Written problem: Count the lines in the records below that contain the string "clump", treating uppercase and lowercase as different. Give only the number.

start

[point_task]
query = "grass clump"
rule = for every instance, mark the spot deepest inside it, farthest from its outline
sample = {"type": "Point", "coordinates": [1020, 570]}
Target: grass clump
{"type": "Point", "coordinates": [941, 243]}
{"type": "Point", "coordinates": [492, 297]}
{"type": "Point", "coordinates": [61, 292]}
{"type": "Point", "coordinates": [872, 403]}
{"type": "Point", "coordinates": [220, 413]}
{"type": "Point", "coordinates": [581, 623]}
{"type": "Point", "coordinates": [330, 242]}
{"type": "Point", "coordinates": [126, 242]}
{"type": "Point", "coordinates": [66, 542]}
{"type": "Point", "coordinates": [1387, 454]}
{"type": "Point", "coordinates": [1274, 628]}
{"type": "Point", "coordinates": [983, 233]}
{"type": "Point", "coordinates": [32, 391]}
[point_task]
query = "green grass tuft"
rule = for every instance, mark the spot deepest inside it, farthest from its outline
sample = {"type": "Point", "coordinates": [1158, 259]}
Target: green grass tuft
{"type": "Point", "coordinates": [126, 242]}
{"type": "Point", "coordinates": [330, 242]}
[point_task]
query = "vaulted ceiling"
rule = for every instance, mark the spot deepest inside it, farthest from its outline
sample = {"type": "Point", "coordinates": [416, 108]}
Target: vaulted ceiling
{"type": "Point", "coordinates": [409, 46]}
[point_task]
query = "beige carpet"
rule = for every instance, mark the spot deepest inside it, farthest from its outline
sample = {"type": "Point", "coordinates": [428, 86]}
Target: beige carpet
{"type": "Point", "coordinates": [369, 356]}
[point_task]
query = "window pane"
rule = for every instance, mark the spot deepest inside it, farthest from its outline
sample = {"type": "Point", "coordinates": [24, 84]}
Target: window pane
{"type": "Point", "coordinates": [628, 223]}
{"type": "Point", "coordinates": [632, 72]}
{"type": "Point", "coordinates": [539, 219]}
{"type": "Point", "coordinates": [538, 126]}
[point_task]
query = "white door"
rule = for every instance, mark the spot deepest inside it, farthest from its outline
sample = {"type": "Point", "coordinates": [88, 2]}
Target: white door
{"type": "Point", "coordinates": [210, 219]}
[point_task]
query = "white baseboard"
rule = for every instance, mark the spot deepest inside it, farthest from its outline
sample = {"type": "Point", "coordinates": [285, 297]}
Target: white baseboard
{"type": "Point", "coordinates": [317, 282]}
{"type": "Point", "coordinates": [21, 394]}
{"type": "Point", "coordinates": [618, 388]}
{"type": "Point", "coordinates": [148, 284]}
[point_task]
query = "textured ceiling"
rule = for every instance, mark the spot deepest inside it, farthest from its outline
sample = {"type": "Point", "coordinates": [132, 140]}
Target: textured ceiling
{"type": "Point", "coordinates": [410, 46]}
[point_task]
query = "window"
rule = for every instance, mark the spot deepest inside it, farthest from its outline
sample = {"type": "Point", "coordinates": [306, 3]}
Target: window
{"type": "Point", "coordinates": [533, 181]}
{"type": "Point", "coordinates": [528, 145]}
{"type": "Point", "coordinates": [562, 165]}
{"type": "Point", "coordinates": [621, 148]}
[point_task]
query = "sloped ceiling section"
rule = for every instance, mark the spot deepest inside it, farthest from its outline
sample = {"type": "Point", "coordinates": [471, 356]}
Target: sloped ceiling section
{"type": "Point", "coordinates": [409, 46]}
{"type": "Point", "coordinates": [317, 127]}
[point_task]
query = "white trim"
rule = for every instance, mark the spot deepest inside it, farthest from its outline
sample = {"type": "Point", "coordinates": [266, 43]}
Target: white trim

end

Solution for this problem: 2